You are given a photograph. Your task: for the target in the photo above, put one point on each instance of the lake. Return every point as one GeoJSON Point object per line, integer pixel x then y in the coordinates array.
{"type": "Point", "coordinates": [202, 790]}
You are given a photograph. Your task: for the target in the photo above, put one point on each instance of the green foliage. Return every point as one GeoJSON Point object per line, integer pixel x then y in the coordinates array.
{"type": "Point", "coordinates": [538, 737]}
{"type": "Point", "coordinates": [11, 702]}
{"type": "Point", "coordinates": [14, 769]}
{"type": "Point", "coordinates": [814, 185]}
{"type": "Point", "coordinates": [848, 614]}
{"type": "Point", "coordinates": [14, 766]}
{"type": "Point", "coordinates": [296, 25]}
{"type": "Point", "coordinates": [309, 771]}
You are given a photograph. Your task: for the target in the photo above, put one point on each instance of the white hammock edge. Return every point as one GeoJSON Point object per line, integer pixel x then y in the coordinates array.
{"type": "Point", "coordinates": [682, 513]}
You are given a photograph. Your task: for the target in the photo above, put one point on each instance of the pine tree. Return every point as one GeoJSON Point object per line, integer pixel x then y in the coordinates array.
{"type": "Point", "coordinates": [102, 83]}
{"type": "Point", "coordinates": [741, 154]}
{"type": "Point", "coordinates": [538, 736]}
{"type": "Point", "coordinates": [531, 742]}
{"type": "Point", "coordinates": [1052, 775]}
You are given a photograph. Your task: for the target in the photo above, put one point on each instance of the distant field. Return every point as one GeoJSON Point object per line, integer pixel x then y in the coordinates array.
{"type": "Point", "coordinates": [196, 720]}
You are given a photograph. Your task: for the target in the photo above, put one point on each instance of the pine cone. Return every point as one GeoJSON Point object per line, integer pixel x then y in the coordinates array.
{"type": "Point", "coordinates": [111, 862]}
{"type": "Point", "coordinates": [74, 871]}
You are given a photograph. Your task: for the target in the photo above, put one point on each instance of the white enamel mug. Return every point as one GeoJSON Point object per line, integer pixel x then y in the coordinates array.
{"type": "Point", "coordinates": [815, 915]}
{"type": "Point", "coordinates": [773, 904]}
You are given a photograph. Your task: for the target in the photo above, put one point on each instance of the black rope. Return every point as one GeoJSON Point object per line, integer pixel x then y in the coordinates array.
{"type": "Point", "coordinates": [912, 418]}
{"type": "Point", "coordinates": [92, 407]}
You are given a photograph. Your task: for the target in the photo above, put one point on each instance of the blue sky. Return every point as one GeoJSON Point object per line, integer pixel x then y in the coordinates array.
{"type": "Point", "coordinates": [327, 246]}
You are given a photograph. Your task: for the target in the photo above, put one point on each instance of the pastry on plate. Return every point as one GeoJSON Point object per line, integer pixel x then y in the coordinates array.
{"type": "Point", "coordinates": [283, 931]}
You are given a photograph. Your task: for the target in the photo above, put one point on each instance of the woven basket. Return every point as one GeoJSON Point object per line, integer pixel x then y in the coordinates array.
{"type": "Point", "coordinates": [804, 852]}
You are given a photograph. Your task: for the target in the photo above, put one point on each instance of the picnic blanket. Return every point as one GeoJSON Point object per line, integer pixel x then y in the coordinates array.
------------------------------------------------
» WRITTEN EXERCISE
Quote the data above in full, changing nothing.

» EXERCISE ANSWER
You are given a photograph. Your task: for the target in the photo above, put one point on each instance of the lake. Return every point as one GeoJSON Point object per line, integer pixel x then y in the coordinates array.
{"type": "Point", "coordinates": [202, 790]}
You are given a photograph. Your task: for the target in the photo above, put one point on each instance of the green foliage. Return every point as one GeoJSON Point object per line, integer pixel x then y in the coordinates array.
{"type": "Point", "coordinates": [538, 737]}
{"type": "Point", "coordinates": [11, 702]}
{"type": "Point", "coordinates": [14, 769]}
{"type": "Point", "coordinates": [814, 185]}
{"type": "Point", "coordinates": [848, 614]}
{"type": "Point", "coordinates": [14, 766]}
{"type": "Point", "coordinates": [296, 25]}
{"type": "Point", "coordinates": [309, 771]}
You are given a photograph. Your task: for the target in the photo above, put one point on each instance of the white hammock edge. Return every point as one GeoJSON Point object per line, integer pixel x then y in the coordinates array.
{"type": "Point", "coordinates": [682, 513]}
You are given a photograph. Your task: for the target in the photo above, put one point on each instance of the pine tree. Return every point as one GeoJSON Point object per line, integer pixel x then y in the coordinates array.
{"type": "Point", "coordinates": [102, 83]}
{"type": "Point", "coordinates": [741, 154]}
{"type": "Point", "coordinates": [538, 736]}
{"type": "Point", "coordinates": [531, 742]}
{"type": "Point", "coordinates": [1052, 775]}
You are given a photograph. Your task: for the target in the photo above, put one point on each instance of the distant field. Return every point as one GeoJSON Point object per line, integer pixel x then y in the coordinates array.
{"type": "Point", "coordinates": [196, 720]}
You are given a photograph. Your task: for the target in the photo above, put one point on each instance of the pine cone. Return every point as one GeoJSON Point object per line, integer pixel x then y in the coordinates array.
{"type": "Point", "coordinates": [111, 862]}
{"type": "Point", "coordinates": [74, 871]}
You are given a photograph. Your task: for the target in the photo above, put one point on each instance of the white enamel mug. Return every point as one GeoJSON Point object per line, integer pixel x then y in the coordinates array.
{"type": "Point", "coordinates": [815, 915]}
{"type": "Point", "coordinates": [773, 904]}
You are given a photograph. Your task: for the target in the photo above, put one point on each instance of the black rope. Return every point as one GeoJSON Point object per line, integer pixel x then y in the coordinates array.
{"type": "Point", "coordinates": [912, 418]}
{"type": "Point", "coordinates": [92, 407]}
You are given a photograph. Your task: for the target in the photo above, put one point on each instance of the blue sky. Return every point as one GeoJSON Point object per line, integer pixel x then y in the coordinates array.
{"type": "Point", "coordinates": [327, 246]}
You are given a photograph. Your task: for the target in the photo above, put one point on each instance of the pastry on plate. Return every point as one GeoJSON Point object per line, integer pixel x then y in the coordinates array.
{"type": "Point", "coordinates": [283, 931]}
You are given a photograph. Your task: for the target in the photo above, put one point on each instance of the woven basket. Return every point as one GeoJSON Point object per line, integer pixel x then y in the coordinates array.
{"type": "Point", "coordinates": [804, 852]}
You are given a photograph. Your task: for the target in the photo above, put one point on each instance of the picnic blanket. Return every point as one GeoJSON Point object per line, integer pixel x then y in the coordinates array.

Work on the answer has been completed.